Document section:
[Start of section]
The 2010 V-6 Mustang may have been redesigned, but its specific output makes it seem like a relic. In this segment, both the Chevrolet Camaro and the Hyundai Genesis couple offer V-6s of smaller displacement that nevertheless make more horsepower and more torque.
Chevy gets 304 horsepower and 273 pound-feet from 3.6 liters; Hyundai gets 306 and 266 from 3.8. The Ford manages only 210 horses and 240 pound-feet from 4.0 liters.
That may be because the Mustang' s V-6 dates from the first Bush administration. Ford reengineered the six in 1997, switching the valvetrain from pushrods to overhead cams.
The output was, and has been horsepower. In 13 years, don' t you think Ford should have been able to find-we don' t know-10 more ponies?
In this 3421-pound Mustang, 210 horses produce a 6.6-second 0-to-60 time (V-6 Accords will walk all over this pony car).
The Genesis and the Camaro are both quicker to that mark by 1.1 and 0.7 second, respectively. And although the Mustang is 386 pounds lighter, it stops nine feet later than the Camaro, at 182 feet. We got 19 mpg for both American; the Korean got 18.
The GT model, when fitted with the Track package, effectively hides the Mustang' s cost-conscious solid rear axle. The base suspension in the V-6 occasionally sounds like a John Bonham drum solo as it works to keep the tires in contact with the road.
When pushing the Mustang to its limits, initial turn-in is preceded by a healthy change in pitch, then a change in vector. Fact is, we prefer those operations in the converse order.
Starting at $21,845, the Mustang undercuts the Camaro by about $2000 and the Genesis coupe 3.8 by almost $4000. And that makes the Mustang a great value to the demographic group that cares only for looks. We are not among it.
[End of section]
Material provided:
[Start of section]
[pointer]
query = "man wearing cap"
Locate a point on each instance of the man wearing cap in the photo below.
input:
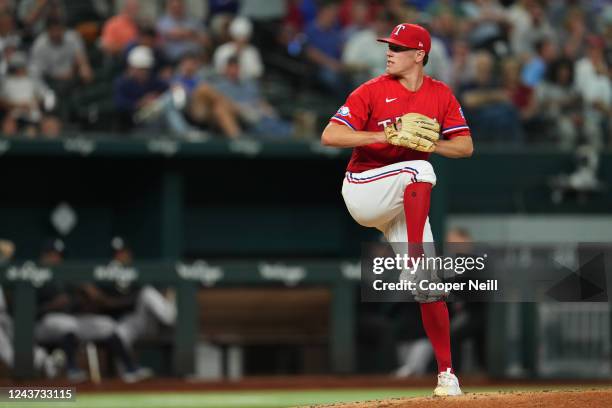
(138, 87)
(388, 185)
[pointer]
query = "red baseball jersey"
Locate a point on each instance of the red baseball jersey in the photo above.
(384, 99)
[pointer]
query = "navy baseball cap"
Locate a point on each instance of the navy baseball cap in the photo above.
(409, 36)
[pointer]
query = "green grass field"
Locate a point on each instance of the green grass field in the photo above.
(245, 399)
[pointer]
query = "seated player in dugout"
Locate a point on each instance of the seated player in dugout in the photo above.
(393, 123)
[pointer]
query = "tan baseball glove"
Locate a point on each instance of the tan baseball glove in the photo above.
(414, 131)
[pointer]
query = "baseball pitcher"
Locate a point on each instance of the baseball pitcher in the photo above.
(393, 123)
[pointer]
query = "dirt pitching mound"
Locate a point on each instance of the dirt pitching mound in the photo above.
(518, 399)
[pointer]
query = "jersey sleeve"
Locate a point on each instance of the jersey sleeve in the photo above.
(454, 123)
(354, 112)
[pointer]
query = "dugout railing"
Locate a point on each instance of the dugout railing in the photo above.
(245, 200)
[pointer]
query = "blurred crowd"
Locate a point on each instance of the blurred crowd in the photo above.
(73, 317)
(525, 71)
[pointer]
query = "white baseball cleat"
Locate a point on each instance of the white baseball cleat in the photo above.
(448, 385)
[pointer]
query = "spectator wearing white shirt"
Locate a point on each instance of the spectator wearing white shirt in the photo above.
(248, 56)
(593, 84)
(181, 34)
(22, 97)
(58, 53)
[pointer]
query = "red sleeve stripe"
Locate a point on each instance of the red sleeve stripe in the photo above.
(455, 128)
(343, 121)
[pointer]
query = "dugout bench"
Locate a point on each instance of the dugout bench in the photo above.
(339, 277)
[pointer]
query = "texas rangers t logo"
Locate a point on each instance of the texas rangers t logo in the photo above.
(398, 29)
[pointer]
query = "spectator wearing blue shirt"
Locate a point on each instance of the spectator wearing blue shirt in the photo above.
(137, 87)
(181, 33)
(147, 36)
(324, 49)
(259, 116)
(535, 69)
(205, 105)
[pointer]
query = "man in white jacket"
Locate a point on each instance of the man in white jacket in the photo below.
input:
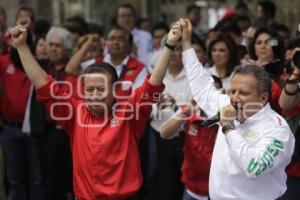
[End of section]
Task details:
Copy everything from "The 2010 V-6" down to "know-10 more ponies?" in the V-6 Mustang review above, without changing any wording.

Exercise response:
The 2010 V-6 Mustang may have been redesigned, but its specific output makes it seem like a relic. In this segment, both the Chevrolet Camaro and the Hyundai Genesis couple offer V-6s of smaller displacement that nevertheless make more horsepower and more torque.
Chevy gets 304 horsepower and 273 pound-feet from 3.6 liters; Hyundai gets 306 and 266 from 3.8. The Ford manages only 210 horses and 240 pound-feet from 4.0 liters.
That may be because the Mustang' s V-6 dates from the first Bush administration. Ford reengineered the six in 1997, switching the valvetrain from pushrods to overhead cams.
The output was, and has been horsepower. In 13 years, don' t you think Ford should have been able to find-we don' t know-10 more ponies?